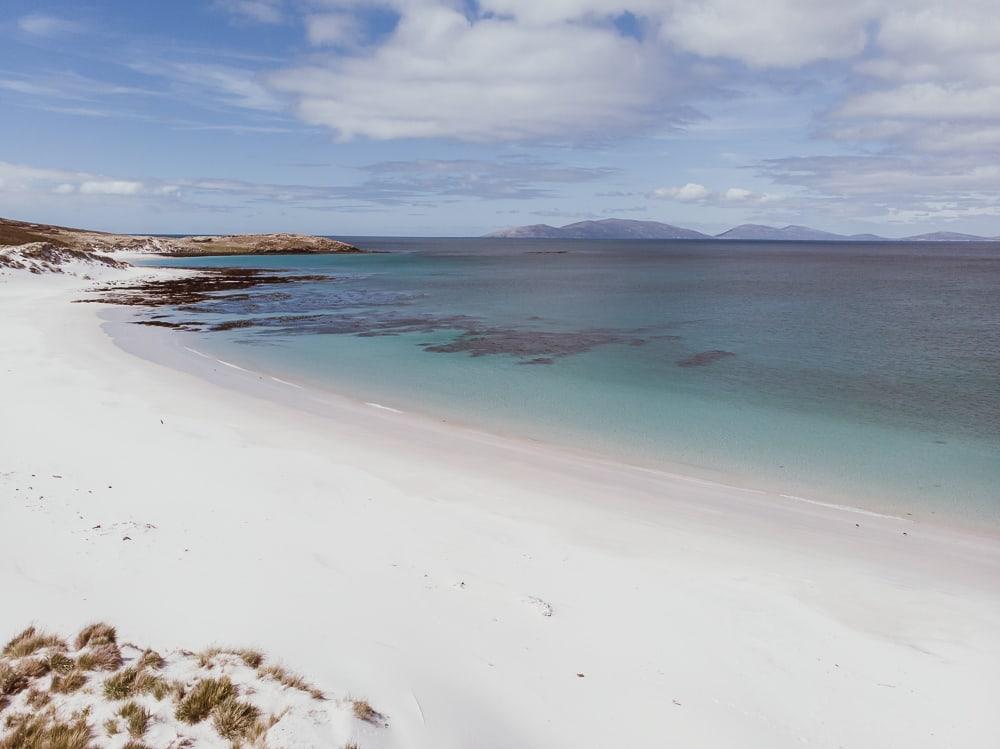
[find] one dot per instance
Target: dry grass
(105, 657)
(96, 634)
(200, 701)
(131, 681)
(34, 668)
(61, 664)
(45, 731)
(31, 641)
(68, 683)
(136, 719)
(253, 658)
(234, 719)
(12, 680)
(363, 711)
(38, 699)
(150, 659)
(291, 680)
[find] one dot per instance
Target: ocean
(860, 374)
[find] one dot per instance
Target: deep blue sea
(862, 374)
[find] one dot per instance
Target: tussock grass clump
(31, 641)
(253, 658)
(120, 685)
(34, 668)
(38, 699)
(150, 659)
(291, 680)
(136, 719)
(104, 657)
(12, 681)
(234, 719)
(68, 683)
(61, 664)
(96, 634)
(200, 701)
(131, 681)
(45, 731)
(363, 711)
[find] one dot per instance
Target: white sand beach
(479, 591)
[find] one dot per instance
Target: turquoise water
(864, 374)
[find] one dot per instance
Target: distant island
(615, 228)
(13, 232)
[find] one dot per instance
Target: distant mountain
(610, 228)
(787, 233)
(616, 228)
(532, 231)
(947, 236)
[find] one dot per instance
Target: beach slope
(480, 591)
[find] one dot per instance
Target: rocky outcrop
(14, 232)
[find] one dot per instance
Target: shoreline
(414, 563)
(164, 347)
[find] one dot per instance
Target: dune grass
(31, 641)
(103, 657)
(61, 664)
(69, 683)
(291, 680)
(196, 705)
(234, 719)
(41, 665)
(253, 658)
(45, 731)
(136, 719)
(364, 711)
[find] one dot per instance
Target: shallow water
(865, 374)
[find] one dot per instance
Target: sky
(441, 117)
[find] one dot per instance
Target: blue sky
(455, 118)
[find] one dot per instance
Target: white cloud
(333, 29)
(110, 187)
(259, 11)
(44, 25)
(691, 192)
(770, 33)
(498, 78)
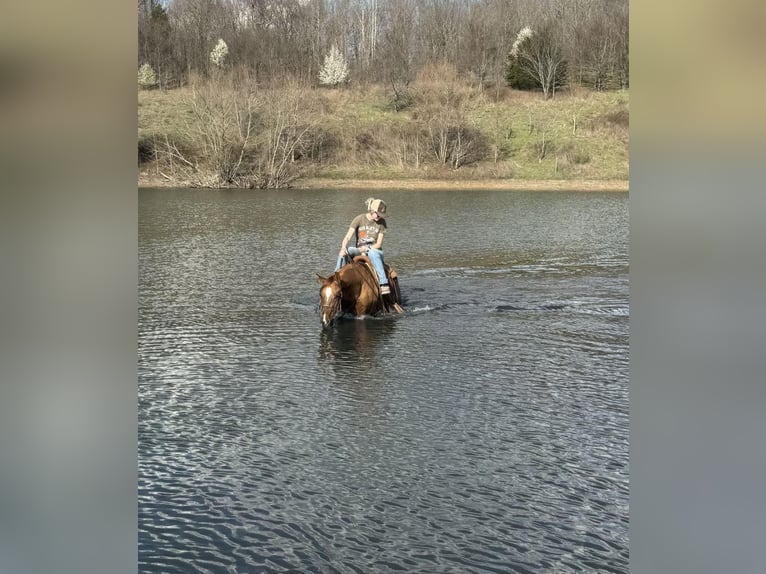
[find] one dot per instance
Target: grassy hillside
(348, 133)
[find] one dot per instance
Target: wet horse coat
(354, 289)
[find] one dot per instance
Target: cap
(377, 205)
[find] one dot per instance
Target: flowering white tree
(219, 53)
(538, 56)
(524, 34)
(335, 68)
(146, 76)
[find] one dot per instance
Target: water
(484, 430)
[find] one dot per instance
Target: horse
(354, 289)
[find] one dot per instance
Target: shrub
(146, 77)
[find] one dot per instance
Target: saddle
(392, 300)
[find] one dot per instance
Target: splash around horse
(354, 289)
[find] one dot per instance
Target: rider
(368, 230)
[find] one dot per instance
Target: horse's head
(329, 299)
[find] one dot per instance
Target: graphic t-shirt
(367, 231)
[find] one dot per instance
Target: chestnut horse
(354, 289)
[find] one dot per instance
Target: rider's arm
(379, 242)
(346, 239)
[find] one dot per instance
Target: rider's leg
(376, 256)
(352, 252)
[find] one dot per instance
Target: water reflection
(355, 341)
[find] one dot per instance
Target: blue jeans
(376, 257)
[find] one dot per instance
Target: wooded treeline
(384, 41)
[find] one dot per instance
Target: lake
(486, 429)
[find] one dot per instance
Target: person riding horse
(368, 230)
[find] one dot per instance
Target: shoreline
(144, 180)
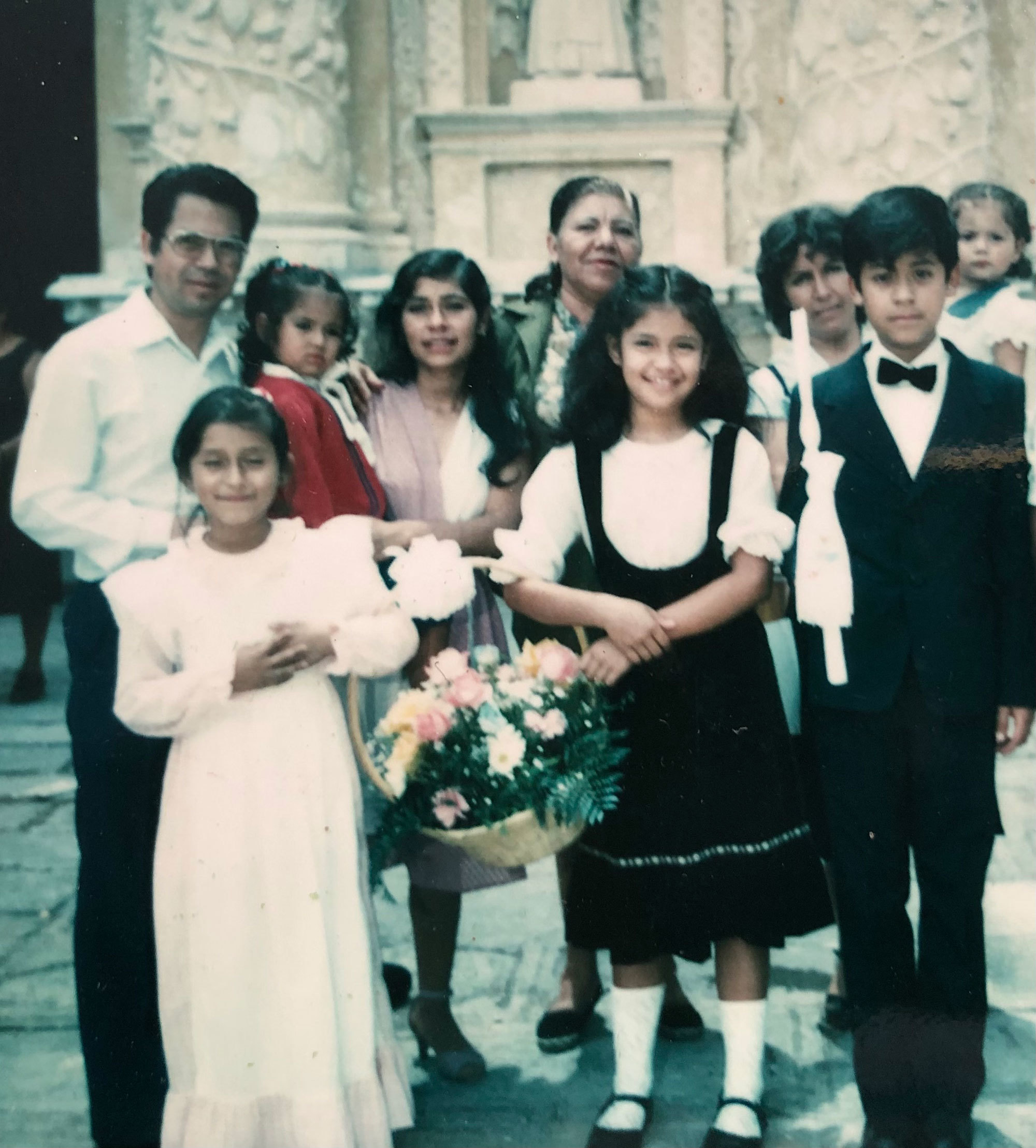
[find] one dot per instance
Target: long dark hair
(274, 291)
(490, 385)
(1013, 209)
(548, 284)
(596, 403)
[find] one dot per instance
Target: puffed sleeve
(767, 398)
(1009, 318)
(754, 522)
(552, 518)
(153, 695)
(372, 636)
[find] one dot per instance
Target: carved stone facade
(375, 126)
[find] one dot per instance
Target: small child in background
(989, 321)
(298, 329)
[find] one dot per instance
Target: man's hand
(362, 383)
(605, 663)
(400, 533)
(1013, 727)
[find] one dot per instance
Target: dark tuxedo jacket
(942, 565)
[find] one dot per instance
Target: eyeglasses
(192, 245)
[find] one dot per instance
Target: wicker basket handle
(353, 687)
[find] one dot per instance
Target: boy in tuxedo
(942, 666)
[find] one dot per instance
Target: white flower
(395, 774)
(521, 689)
(507, 750)
(554, 723)
(485, 658)
(431, 578)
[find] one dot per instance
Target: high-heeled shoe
(462, 1066)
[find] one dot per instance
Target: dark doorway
(49, 167)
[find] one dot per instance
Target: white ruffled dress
(275, 1019)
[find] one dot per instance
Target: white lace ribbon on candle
(823, 574)
(432, 579)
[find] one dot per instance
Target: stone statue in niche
(578, 38)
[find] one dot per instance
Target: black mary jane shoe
(622, 1138)
(399, 982)
(680, 1021)
(947, 1131)
(563, 1029)
(716, 1138)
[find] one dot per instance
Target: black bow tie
(889, 373)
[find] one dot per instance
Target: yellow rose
(529, 660)
(405, 711)
(399, 764)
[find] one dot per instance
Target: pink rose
(434, 725)
(447, 666)
(448, 806)
(470, 690)
(557, 663)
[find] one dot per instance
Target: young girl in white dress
(989, 319)
(709, 848)
(275, 1021)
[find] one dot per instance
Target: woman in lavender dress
(451, 455)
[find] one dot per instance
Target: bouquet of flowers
(508, 760)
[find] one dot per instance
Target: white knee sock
(743, 1024)
(635, 1025)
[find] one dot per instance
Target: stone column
(704, 51)
(370, 119)
(445, 54)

****

> [TO DO] Retype the data above exactly; pictures are not part of the copy.

> [WRITTEN RESPONSE]
[find] one dot per instance
Target: dry grass
(105, 657)
(96, 634)
(200, 701)
(131, 681)
(34, 668)
(61, 664)
(45, 731)
(31, 641)
(68, 683)
(136, 719)
(253, 658)
(234, 719)
(12, 680)
(363, 711)
(38, 699)
(150, 659)
(291, 680)
[find] one dot per instance
Target: ocean
(860, 374)
[find] one dot per instance
Target: deep blue sea
(862, 374)
[find] one dot per instance
Target: tussock grass clump
(31, 641)
(253, 658)
(120, 685)
(34, 668)
(38, 699)
(150, 659)
(291, 680)
(136, 719)
(104, 657)
(12, 681)
(234, 719)
(68, 683)
(61, 664)
(96, 634)
(200, 701)
(131, 681)
(45, 731)
(363, 711)
[find] one dot per instance
Target: white sand beach
(479, 591)
[find] one dot per instance
Target: turquoise water
(864, 374)
[find] one dot per instance
Target: distant island
(615, 228)
(13, 232)
[find] one dot per instance
Target: distant mountain
(610, 228)
(787, 233)
(616, 228)
(532, 231)
(947, 236)
[find] one dot per instance
Target: beach slope
(480, 591)
[find] one dot per instance
Target: rocky outcrop
(14, 232)
[find] one dot per instance
Target: shoreline
(414, 563)
(164, 347)
[find] one dot per instance
Target: dune grass
(31, 641)
(103, 657)
(61, 664)
(69, 683)
(291, 680)
(196, 705)
(234, 719)
(41, 665)
(253, 658)
(45, 731)
(136, 719)
(364, 711)
[find] one dot per instance
Target: shallow water
(865, 374)
[find] one dot per instance
Target: sky
(441, 117)
[find] one dot per instance
Target: blue sky
(455, 118)
[find] one dot per instance
Target: white cloud
(333, 29)
(110, 187)
(259, 11)
(44, 25)
(691, 192)
(770, 33)
(498, 78)
[find] one dot per instance
Target: grassy hillside
(348, 133)
[find] one dot per instance
Target: wet horse coat
(354, 289)
[find] one dot per instance
Target: cap
(377, 205)
[find] one dot per instance
Target: flowering white tree
(219, 53)
(538, 56)
(524, 34)
(335, 68)
(146, 76)
[find] one dot per instance
Target: water
(484, 430)
[find] one dot per instance
Target: horse
(354, 289)
[find] one dot per instance
Target: shrub
(146, 77)
[find] one dot per instance
Target: saddle
(392, 300)
[find] one dot per instance
Target: splash around horse
(354, 289)
[find] one dot per instance
Target: rider
(368, 230)
[find] one dot per instance
Target: horse's head
(329, 299)
[find] one dot per instance
Target: graphic t-shirt
(367, 231)
[find] one dot per instance
Target: chestnut horse
(354, 289)
[find] one dot per instance
Target: rider's arm
(379, 242)
(346, 239)
[find] one dot per instance
Target: rider's leg
(376, 256)
(352, 252)
[find] one dot per instance
Target: water reflection
(355, 341)
[find] one dot per instance
Target: blue jeans
(376, 257)
[find] one dot per instance
Target: wooded treeline
(384, 41)
[find] one dot per instance
Target: lake
(486, 429)
[find] one dot per instance
Target: person riding horse
(368, 230)
[find] one dot per instance
Target: shoreline
(144, 180)
[find] one dot per instance
Target: long dark hair
(274, 291)
(490, 385)
(1013, 209)
(548, 284)
(596, 403)
[find] one dot per instance
Target: puffed sleeve
(767, 398)
(1009, 318)
(754, 522)
(552, 518)
(153, 695)
(372, 636)
[find] one dot per instance
Target: carved stone facade
(375, 126)
[find] one dot per instance
Target: small child in background
(989, 321)
(298, 329)
[find] one dot per instance
Target: man's hand
(362, 383)
(605, 663)
(400, 533)
(1013, 727)
[find] one dot per instance
Target: dark tuxedo jacket
(942, 565)
[find] one dot per instance
Target: eyeglasses
(192, 245)
[find] one dot per instance
Target: wicker basket handle
(353, 687)
[find] one dot per instance
Target: boy in tuxedo
(942, 666)
[find] one dot per instance
Target: white flower
(395, 774)
(521, 689)
(507, 750)
(554, 723)
(485, 658)
(431, 578)
[find] one dot per instance
Target: high-heeled shoe
(462, 1066)
[find] one dot per instance
Target: dark doorway
(49, 167)
[find] one dot per instance
Target: white ruffled dress
(275, 1019)
[find] one dot per instance
Target: white lace ribbon on candle
(823, 574)
(432, 579)
[find] one dot per instance
Target: stone statue in niche
(578, 38)
[find] one dot per instance
Target: black mary jane shoe
(622, 1138)
(399, 982)
(680, 1021)
(947, 1131)
(563, 1029)
(716, 1138)
[find] one dot per instance
Target: black bow tie
(889, 373)
[find] one dot per instance
Target: yellow rose
(529, 660)
(405, 711)
(399, 764)
[find] one dot per instance
Target: pink rose
(434, 725)
(447, 666)
(448, 806)
(470, 690)
(557, 663)
[find] one dot per instance
Target: young girl in white dress
(989, 319)
(709, 848)
(275, 1021)
[find] one dot per instance
Target: woman in lavender dress
(451, 455)
[find] one dot per instance
Target: bouquet of flowers
(508, 760)
[find] one dot per instance
Target: white knee sock
(743, 1024)
(635, 1025)
[find] one dot per instance
Target: stone column
(704, 51)
(370, 119)
(445, 54)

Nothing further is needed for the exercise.